» **Directions for this task**
Take from the data every line in which the word "white" is found.
=-=-=-=-=
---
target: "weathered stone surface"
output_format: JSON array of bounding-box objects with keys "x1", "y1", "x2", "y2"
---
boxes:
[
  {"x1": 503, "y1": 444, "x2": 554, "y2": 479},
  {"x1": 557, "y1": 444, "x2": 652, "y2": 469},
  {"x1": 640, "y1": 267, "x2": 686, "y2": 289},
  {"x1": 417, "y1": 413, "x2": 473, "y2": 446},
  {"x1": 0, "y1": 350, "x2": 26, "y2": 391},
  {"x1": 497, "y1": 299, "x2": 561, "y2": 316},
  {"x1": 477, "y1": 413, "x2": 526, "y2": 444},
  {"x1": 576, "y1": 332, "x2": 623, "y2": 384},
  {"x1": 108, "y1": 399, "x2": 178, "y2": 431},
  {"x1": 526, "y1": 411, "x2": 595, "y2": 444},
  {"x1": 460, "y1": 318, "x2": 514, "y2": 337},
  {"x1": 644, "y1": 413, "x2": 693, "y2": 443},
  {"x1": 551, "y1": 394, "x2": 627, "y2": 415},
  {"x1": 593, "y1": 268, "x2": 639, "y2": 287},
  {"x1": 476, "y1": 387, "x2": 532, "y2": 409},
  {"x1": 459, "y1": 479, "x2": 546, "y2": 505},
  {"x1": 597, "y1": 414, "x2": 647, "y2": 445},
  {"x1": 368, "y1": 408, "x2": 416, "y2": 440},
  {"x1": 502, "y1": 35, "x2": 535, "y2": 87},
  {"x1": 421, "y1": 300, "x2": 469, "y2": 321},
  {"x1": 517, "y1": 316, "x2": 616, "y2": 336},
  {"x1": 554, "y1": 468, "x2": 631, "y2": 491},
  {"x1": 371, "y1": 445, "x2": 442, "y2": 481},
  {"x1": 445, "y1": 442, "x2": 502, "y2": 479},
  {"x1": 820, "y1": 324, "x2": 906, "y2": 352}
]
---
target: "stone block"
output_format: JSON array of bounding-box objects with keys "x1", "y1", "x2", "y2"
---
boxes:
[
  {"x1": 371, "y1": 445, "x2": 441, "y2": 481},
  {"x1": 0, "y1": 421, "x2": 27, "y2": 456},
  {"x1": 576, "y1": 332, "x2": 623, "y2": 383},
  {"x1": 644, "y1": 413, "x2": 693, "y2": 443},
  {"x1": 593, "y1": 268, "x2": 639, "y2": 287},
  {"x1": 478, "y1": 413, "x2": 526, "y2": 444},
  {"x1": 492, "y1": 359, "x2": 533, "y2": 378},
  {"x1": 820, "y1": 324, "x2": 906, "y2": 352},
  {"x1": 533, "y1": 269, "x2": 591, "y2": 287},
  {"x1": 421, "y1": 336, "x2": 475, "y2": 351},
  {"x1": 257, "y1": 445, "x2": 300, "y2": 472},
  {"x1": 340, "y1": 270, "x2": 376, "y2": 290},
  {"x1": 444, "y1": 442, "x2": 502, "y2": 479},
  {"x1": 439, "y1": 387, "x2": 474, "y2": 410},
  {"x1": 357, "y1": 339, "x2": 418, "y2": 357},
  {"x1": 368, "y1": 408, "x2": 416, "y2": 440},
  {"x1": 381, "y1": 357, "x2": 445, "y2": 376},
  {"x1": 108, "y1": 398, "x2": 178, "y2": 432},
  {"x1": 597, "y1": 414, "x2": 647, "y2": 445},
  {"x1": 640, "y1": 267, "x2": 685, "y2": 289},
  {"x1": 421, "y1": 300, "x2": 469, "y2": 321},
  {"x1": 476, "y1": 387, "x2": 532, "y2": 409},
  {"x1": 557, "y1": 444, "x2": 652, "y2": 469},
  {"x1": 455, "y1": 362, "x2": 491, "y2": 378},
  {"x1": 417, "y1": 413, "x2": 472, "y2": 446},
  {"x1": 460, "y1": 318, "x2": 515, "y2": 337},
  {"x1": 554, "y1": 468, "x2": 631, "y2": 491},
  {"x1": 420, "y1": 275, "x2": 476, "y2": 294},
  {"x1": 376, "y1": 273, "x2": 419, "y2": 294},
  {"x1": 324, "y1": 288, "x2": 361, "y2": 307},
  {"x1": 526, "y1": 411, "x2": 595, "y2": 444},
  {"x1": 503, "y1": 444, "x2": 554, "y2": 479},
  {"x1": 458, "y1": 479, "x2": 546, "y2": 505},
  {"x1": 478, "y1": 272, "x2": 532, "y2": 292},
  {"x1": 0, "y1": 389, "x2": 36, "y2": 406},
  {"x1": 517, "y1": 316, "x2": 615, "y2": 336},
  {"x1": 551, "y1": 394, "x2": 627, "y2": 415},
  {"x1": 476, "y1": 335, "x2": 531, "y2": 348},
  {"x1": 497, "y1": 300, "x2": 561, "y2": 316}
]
=-=-=-=-=
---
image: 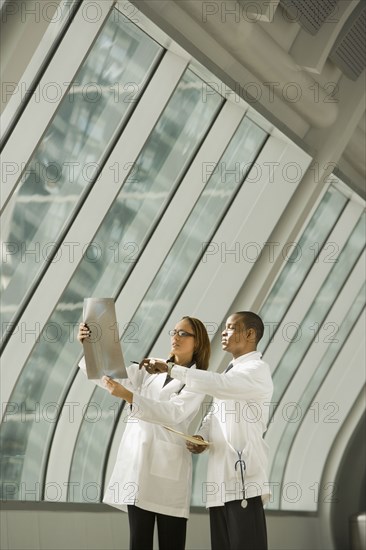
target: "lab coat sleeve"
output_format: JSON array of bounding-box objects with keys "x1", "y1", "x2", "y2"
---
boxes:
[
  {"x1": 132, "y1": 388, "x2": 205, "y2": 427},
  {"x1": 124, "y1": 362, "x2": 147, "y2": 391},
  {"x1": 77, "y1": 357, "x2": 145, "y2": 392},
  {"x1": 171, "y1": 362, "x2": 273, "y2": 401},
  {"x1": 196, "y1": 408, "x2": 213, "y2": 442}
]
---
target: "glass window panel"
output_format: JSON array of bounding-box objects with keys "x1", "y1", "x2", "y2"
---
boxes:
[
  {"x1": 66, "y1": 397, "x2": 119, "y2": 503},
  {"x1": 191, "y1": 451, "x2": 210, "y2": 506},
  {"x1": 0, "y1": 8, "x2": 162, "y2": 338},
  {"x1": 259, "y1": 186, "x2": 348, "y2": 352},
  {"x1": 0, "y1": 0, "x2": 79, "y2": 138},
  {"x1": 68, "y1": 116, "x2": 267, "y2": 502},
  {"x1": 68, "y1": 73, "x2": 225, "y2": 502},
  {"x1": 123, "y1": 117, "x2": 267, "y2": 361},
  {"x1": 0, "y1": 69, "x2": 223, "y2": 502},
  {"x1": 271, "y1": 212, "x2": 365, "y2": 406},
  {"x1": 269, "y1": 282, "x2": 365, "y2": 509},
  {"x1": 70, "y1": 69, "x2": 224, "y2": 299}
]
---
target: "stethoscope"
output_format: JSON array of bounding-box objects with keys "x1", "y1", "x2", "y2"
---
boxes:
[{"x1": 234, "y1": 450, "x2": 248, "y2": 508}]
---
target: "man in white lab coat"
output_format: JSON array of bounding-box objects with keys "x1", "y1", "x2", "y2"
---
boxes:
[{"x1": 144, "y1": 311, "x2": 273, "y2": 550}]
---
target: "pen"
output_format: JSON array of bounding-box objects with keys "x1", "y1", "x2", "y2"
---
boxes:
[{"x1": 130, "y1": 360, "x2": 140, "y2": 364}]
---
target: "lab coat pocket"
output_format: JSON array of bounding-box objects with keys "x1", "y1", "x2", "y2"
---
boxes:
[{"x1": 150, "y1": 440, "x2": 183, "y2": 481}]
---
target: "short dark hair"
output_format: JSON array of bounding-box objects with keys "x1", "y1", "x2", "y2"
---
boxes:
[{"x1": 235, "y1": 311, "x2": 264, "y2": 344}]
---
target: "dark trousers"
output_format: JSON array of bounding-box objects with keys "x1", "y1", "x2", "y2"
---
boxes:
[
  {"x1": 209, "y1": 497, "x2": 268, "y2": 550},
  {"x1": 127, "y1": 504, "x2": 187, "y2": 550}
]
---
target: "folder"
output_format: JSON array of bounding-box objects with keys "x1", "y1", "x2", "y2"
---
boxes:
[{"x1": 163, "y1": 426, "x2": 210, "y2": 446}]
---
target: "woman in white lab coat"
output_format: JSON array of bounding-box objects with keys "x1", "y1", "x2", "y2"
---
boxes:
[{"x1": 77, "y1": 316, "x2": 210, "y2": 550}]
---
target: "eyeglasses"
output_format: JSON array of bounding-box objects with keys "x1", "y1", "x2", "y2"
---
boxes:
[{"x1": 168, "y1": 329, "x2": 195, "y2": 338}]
=-=-=-=-=
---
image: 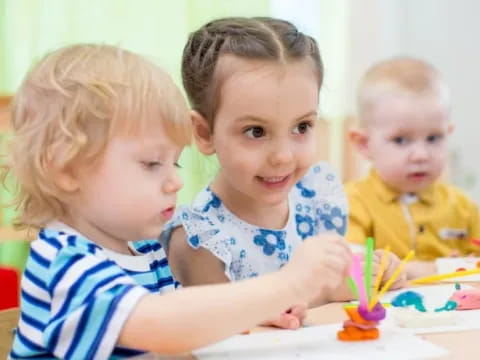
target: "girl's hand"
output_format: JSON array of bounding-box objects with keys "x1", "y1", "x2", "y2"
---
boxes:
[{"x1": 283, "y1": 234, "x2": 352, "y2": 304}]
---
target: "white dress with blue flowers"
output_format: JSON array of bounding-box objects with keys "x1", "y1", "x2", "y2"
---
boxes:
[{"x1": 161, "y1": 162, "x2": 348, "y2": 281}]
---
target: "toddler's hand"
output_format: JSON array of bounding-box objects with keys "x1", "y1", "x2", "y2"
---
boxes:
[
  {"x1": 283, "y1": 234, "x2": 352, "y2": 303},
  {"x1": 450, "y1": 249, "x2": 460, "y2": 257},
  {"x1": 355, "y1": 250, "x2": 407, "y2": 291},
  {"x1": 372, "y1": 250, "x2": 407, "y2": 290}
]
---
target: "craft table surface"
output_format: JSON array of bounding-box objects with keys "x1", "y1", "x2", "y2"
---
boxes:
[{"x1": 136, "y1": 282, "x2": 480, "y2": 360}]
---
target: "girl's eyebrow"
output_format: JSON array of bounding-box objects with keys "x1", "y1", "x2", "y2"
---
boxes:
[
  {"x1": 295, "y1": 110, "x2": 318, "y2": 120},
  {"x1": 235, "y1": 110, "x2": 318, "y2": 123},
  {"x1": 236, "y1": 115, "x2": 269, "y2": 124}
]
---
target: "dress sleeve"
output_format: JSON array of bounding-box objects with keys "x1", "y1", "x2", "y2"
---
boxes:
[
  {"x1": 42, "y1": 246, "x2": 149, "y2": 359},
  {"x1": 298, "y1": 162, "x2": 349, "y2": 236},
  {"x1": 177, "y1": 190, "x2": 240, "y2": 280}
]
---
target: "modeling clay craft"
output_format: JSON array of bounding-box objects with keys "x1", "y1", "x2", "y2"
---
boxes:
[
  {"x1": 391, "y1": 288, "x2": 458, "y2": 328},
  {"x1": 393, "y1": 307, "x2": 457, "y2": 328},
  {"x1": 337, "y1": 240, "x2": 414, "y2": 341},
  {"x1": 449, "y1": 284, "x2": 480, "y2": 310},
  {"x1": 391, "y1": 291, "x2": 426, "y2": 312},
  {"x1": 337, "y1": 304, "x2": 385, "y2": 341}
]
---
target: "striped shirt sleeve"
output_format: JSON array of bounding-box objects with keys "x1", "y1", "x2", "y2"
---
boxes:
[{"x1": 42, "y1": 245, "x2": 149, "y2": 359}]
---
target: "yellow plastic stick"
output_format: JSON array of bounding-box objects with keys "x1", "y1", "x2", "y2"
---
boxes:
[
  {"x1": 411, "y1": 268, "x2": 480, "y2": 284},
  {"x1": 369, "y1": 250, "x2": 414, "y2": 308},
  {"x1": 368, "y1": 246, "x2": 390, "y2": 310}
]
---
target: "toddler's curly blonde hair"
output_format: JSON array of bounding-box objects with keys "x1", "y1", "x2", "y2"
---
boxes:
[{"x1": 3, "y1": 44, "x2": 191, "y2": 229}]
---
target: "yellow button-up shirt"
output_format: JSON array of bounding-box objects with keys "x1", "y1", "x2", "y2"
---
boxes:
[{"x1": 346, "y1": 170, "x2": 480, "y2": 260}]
=-=-=-=-=
» **Exercise answer**
target: "man in white lab coat"
target: "woman in white lab coat"
target: "white dress with blue flowers"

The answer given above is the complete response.